[start of THE INPUT]

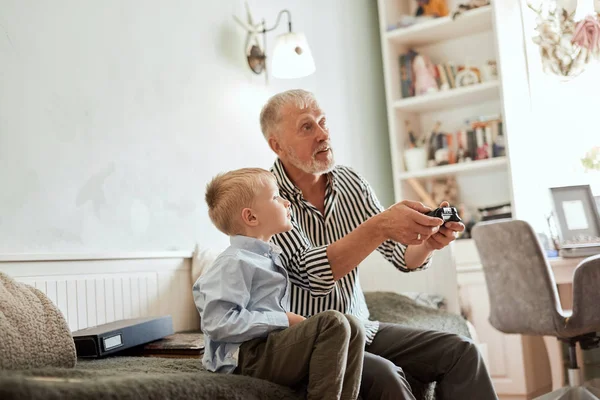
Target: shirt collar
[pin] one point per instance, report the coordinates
(285, 183)
(253, 245)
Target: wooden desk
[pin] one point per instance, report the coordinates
(515, 377)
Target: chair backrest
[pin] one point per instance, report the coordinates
(521, 288)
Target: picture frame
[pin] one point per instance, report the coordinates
(576, 212)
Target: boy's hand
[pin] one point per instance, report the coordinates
(294, 318)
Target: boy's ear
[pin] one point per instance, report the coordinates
(274, 144)
(249, 217)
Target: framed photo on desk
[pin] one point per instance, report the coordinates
(576, 212)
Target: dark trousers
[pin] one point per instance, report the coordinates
(327, 348)
(428, 356)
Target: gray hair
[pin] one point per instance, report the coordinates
(270, 116)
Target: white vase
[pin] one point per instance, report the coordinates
(569, 5)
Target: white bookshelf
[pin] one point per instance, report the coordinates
(488, 33)
(457, 97)
(471, 167)
(445, 28)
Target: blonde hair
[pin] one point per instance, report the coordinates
(270, 116)
(228, 193)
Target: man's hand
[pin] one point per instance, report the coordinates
(405, 222)
(294, 319)
(446, 234)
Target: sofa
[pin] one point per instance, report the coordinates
(163, 378)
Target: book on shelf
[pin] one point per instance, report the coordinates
(481, 139)
(445, 74)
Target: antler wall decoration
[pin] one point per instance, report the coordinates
(292, 57)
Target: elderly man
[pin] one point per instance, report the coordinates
(337, 223)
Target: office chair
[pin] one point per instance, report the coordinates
(524, 298)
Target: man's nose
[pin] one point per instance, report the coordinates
(322, 134)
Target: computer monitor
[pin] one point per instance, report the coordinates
(577, 213)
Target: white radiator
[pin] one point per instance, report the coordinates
(92, 290)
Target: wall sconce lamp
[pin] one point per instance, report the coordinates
(292, 57)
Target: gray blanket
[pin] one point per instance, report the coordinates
(33, 332)
(161, 378)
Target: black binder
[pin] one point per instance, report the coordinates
(106, 339)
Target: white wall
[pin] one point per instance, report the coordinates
(115, 114)
(563, 126)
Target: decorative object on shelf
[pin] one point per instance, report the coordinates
(434, 8)
(489, 71)
(292, 57)
(415, 157)
(566, 45)
(467, 76)
(591, 161)
(471, 5)
(424, 73)
(445, 189)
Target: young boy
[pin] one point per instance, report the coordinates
(242, 299)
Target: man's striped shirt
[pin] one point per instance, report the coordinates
(349, 201)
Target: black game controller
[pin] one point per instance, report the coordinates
(445, 213)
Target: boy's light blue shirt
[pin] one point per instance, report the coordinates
(244, 295)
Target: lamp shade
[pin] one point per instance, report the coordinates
(292, 57)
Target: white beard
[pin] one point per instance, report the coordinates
(313, 166)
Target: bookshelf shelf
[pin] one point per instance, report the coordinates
(455, 169)
(450, 98)
(441, 29)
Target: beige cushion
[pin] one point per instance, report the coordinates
(33, 332)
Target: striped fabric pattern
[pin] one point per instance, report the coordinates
(349, 201)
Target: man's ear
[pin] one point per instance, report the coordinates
(248, 217)
(274, 144)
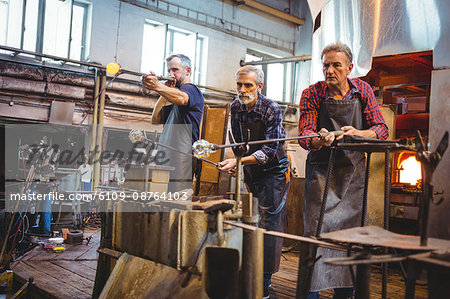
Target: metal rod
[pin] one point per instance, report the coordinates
(184, 153)
(362, 286)
(277, 60)
(366, 188)
(387, 189)
(139, 74)
(237, 192)
(427, 192)
(336, 133)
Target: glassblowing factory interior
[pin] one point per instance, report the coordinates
(167, 149)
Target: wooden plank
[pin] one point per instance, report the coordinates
(374, 235)
(64, 276)
(91, 254)
(47, 284)
(78, 268)
(90, 264)
(284, 282)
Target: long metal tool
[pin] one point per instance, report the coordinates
(114, 68)
(320, 135)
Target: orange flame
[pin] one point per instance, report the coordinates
(410, 171)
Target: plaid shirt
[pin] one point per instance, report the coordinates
(316, 93)
(265, 110)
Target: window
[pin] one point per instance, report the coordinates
(55, 27)
(175, 41)
(277, 77)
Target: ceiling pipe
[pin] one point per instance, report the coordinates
(277, 60)
(273, 11)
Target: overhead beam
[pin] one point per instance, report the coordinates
(273, 11)
(277, 60)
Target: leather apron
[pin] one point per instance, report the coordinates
(177, 135)
(270, 184)
(344, 202)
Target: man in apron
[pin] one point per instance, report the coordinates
(338, 103)
(266, 167)
(180, 109)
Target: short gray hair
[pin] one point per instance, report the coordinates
(185, 61)
(259, 78)
(338, 47)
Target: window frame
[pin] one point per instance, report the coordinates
(287, 96)
(40, 28)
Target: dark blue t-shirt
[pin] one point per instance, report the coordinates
(191, 114)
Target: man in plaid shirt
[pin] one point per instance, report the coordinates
(338, 103)
(266, 167)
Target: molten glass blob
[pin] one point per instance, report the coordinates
(113, 68)
(202, 149)
(136, 135)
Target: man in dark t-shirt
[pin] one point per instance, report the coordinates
(178, 92)
(180, 109)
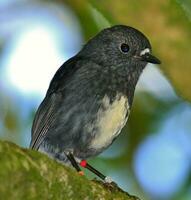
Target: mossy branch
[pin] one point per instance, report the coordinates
(27, 174)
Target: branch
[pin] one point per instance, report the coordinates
(27, 174)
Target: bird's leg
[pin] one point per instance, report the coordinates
(74, 163)
(84, 164)
(106, 179)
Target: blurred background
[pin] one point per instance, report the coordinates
(152, 158)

[end of THE INPUT]

Repeat the listing in full and exactly. Do not include any images.

# SOLUTION TO THIS PROBLEM:
Target: shirt collar
[pin] one point per instance, report the coordinates
(285, 183)
(253, 245)
Target: wooden desk
[pin] one point per instance, report the coordinates
(515, 377)
Target: chair backrest
[pin] one point per instance, report the coordinates
(521, 288)
Target: picture frame
[pin] one point per instance, report the coordinates
(576, 212)
Target: boy's hand
[pin] one point per instance, report the coordinates
(294, 318)
Target: boy's ear
[pin] one point per instance, report the coordinates
(274, 144)
(249, 217)
Target: framed photo on desk
[pin] one point per instance, report the coordinates
(576, 212)
Target: dark trousers
[pin] one point per instance, report the coordinates
(327, 348)
(428, 356)
Target: gray hair
[pin] one point per instance, report the coordinates
(270, 116)
Target: white vase
[pin] one point per instance, report the coordinates
(569, 5)
Target: white bookshelf
[pin] one point per instance, report the coordinates
(488, 33)
(457, 97)
(471, 167)
(445, 28)
Target: blonde hair
[pin] one point per instance, report the coordinates
(270, 116)
(228, 193)
Target: man's hand
[pin] one point per instance, report the coordinates
(405, 222)
(294, 319)
(446, 234)
Target: sofa
[pin] one point per instance, report the coordinates
(163, 378)
Target: book on shelf
[pin] one point per instance, report the coordinates
(481, 139)
(445, 74)
Target: antler wall decoration
[pin] one point per instance, report the coordinates
(292, 57)
Target: elderly man
[pin] one point per instance, report the coordinates
(337, 223)
Target: office chair
[pin] one point per instance, report the coordinates
(524, 298)
Target: man's nose
[pin] one point per instance, report the coordinates
(322, 134)
Target: computer monitor
[pin] one point per instance, report the coordinates
(577, 213)
Target: white radiator
[pin] one point per instance, report the coordinates
(92, 290)
Target: wall sconce lamp
[pin] one point per instance, report the coordinates
(292, 57)
Target: gray blanket
[pin] one point per instance, report the coordinates
(33, 332)
(161, 378)
Target: black binder
[pin] one point per instance, report the coordinates
(106, 339)
Target: white wall
[pin] one point per instance, report the coordinates
(115, 114)
(563, 126)
Target: decorative object on shelf
[pin] one point per instance, report the coordinates
(434, 8)
(489, 71)
(292, 57)
(415, 157)
(566, 45)
(467, 76)
(591, 161)
(471, 5)
(424, 73)
(445, 189)
Target: young boy
[pin] one point per instance, report the coordinates
(242, 299)
Target: man's striped shirt
[pin] one point per instance, report the coordinates
(349, 201)
Target: black game controller
[pin] one point per instance, report the coordinates
(445, 213)
Target: boy's light blue shirt
[pin] one point per instance, report the coordinates
(244, 295)
Target: lamp shade
[pin] one point per instance, report the coordinates
(292, 57)
Target: white beard
[pin] one point per instance, report the coordinates
(313, 166)
Target: bookshelf shelf
[pin] one point per instance, report the coordinates
(455, 169)
(450, 98)
(441, 29)
Target: beige cushion
[pin] one point per instance, report the coordinates
(33, 332)
Target: striped fabric pattern
[pin] one point per instance, report the coordinates
(349, 201)
Target: man's ear
[pin] one point per instance, report the coordinates
(248, 217)
(274, 144)
Target: metal rod
[pin] one point per instance, report the coordinates
(184, 153)
(362, 286)
(277, 60)
(366, 188)
(387, 189)
(139, 74)
(237, 192)
(427, 192)
(336, 133)
Target: glassblowing factory interior
[pin] one point per instance, report the coordinates
(167, 149)
Target: wooden plank
[pin] one point per instance, report the coordinates
(374, 235)
(64, 276)
(91, 254)
(47, 284)
(78, 268)
(90, 264)
(284, 282)
Target: long metal tool
[pin] one point per instance, report the coordinates
(114, 68)
(320, 135)
Target: orange flame
[pin] one point per instance, report the coordinates
(410, 171)
Target: plaid shirt
[pin] one point per instance, report the coordinates
(316, 93)
(265, 110)
Target: window
[pin] one point per instance, report the coordinates
(55, 27)
(175, 41)
(277, 77)
Target: ceiling pipe
[pin] one point per instance, report the coordinates
(277, 60)
(273, 11)
Target: overhead beam
[pin] one point per instance, report the coordinates
(273, 11)
(277, 60)
Target: leather apron
[pin] one point per instance, report the coordinates
(177, 135)
(270, 184)
(344, 202)
Target: man in apron
[pin] one point per instance, report the coordinates
(338, 103)
(266, 167)
(180, 109)
Target: short gray hair
[pin] one point per instance, report the coordinates
(185, 61)
(259, 78)
(338, 47)
Target: window frame
[pin] one point per instance, report the coordinates
(287, 96)
(40, 28)
Target: dark blue t-shirt
[pin] one point per instance, report the coordinates
(191, 114)
Target: man in plaid shirt
[pin] one point per instance, report the coordinates
(338, 103)
(266, 167)
Target: molten glass blob
[pin] one point per instance, report the coordinates
(113, 68)
(202, 149)
(136, 135)
Target: man in dark t-shirt
[pin] one point per instance, report the coordinates
(178, 92)
(180, 109)
Target: mossy branch
[pin] one point per instance, report the coordinates
(27, 174)
Target: branch
[pin] one point per instance, report the coordinates
(27, 174)
Target: bird's leg
[pin] one point per instance, report the coordinates
(74, 163)
(84, 164)
(106, 179)
Target: blurred background
[pin] one point per instance, report the coordinates
(152, 158)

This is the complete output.